TEXTE SOURCE:
______________________________

De ruina et reparatione Ecclesiæ

Le De ruina et reparatione Ecclesiæ est un pamphlet ecclésiastique en latin composé vers 1400/01, à l'époque du grand schisme d'Occident, par Nicolas de Clamanges. Il a longtemps été connu sous un autre titre, tardif et inexact : De corrupto Ecclesiæ statu.

Date et circonstances modifier

Ce texte est conservé par dix manuscrits et a fait l'objet d'une édition imprimée dès 1483. L'étude des manuscrits permet d'établir qu'il en a existé deux versions quelque peu différentes, et que celle qui a été répandue par les éditions imprimées du XVe au XVIIe siècle est la seconde. Le texte primitif, dont certains passages furent ensuite supprimés, a été rédigé au temps où le pape Benoît XIII était assiégé dans le palais pontifical d'Avignon (septembre 1398 - 11 mars 1403) ; Nicolas de Clamanges, secrétaire de ce pape du 16 novembre 1397 à juillet 1398, se trouvait alors à Langres, où il avait été nommé trésorier du chapitre cathédral. Une phrase permet même de préciser les choses, qui dit que le grand schisme d'Occident a déjà duré « per tres ferme et viginti annos », ce qui donne la fin de 1400 ou le début de 1401. Le texte semble avoir été écrit à la demande de Pierre d'Ailly, alors évêque de Cambrai, dont Nicolas de Clamanges était proche, et qui était aussi un partisan de Benoît XIII. En dehors des papes Clément VII et Benoît XIII, Pierre d'Ailly est la seule personne qui soit nommée dans le texte.

La seconde version a été établie plusieurs années après, alors que la situation était changée. Il est possible qu'elle l'est été par Pierre d'Ailly ou Jean de Gerson (autre proche de Nicolas de Clamanges) au moment du concile de Constance (ouvert en novembre 1414) : désireux d'utiliser le texte, ils l'auraient actualisé. Il faut signaler d'autre part qu'en 1409 Pierre d'Ailly rompit avec Benoît XIII pour participer au concile de Pise et se rallier aux papes italiens Alexandre V, puis Jean XXIII (qui le nomma cardinal en 1411), attitude que désapprouva totalement Nicolas de Clamanges.

Contenu modifier

Dans une lettre à Pierre d'Ailly (Ep. XXIX, éd. Lydius), l'auteur définit son propos : il ne peut rien faire d'autre que de décrire l'état funeste de l'Église, la décadence profonde de la société ecclésiastique ; il ne propose aucun remède à cette situation, car Dieu seul, en infligeant des épreuves de plus en plus cruelles à l'Église, obligera finalement les chrétiens à ouvrir les yeux. C'est donc une conception mystique qui est exposée, celle d'une Église pécheresse justement frappée par des calamités, et le mot reparatio n'est pas synonyme ici de reformatio, car des schémas de « réforme » de l'Église seraient totalement vains si la grâce divine n'a pas tout d'abord changé les âmes.

______________________________

JEU DE DONNÉES:
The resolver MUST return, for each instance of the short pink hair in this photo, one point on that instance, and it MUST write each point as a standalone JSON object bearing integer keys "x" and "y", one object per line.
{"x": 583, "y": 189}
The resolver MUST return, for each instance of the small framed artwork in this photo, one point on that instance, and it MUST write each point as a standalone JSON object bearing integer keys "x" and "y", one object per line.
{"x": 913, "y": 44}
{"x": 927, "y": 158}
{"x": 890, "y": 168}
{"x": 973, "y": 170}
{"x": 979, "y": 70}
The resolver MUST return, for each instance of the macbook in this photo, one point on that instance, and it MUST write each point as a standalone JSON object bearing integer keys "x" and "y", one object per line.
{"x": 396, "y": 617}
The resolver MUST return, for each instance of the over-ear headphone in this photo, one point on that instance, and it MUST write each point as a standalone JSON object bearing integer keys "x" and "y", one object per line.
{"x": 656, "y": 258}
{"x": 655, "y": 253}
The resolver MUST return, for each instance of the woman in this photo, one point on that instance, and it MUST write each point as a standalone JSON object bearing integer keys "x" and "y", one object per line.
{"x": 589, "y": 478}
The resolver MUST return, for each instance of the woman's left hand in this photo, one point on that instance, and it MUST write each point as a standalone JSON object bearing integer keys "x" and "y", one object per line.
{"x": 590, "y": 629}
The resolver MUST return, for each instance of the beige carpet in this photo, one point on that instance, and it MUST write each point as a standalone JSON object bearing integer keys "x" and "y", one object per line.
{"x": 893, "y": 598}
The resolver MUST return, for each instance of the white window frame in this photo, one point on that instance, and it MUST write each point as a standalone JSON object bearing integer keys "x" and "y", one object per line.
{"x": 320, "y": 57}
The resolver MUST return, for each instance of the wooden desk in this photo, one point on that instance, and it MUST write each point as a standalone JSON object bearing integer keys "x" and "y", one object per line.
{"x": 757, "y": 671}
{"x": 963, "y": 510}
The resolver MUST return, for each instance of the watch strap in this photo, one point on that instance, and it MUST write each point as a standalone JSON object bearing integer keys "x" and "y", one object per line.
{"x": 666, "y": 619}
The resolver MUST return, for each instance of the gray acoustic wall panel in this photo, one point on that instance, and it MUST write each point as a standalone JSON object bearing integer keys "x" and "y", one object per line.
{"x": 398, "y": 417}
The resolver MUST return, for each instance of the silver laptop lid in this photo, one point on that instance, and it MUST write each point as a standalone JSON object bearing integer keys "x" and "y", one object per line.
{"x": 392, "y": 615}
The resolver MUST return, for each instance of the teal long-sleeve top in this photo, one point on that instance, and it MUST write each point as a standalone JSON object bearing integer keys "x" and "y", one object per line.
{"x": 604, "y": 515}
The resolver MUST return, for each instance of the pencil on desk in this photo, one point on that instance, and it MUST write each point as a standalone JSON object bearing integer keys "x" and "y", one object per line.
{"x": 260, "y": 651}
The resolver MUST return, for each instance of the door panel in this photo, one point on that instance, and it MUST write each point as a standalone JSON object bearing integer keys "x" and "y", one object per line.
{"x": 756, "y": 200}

______________________________

TÂCHE À FAIRE:
Répondez à ces questions à l'aide du texte sur le De ruina et reparatione Ecclesiæ :
(a) Par combien de manuscrits ce pamphlet est-il conservé ?
(b) En quelle année Jean XXIII nomma-t-il Pierre d'Ailly cardinal ?
(c) D'après la lettre de l'auteur à Pierre d'Ailly, qui obligera finalement les chrétiens à ouvrir les yeux ?

SOLUTION PROPOSÉE:
(a) Par dix manuscrits.
(b) En 1411.
(c) Dieu seul, en infligeant des épreuves de plus en plus cruelles à l'Église.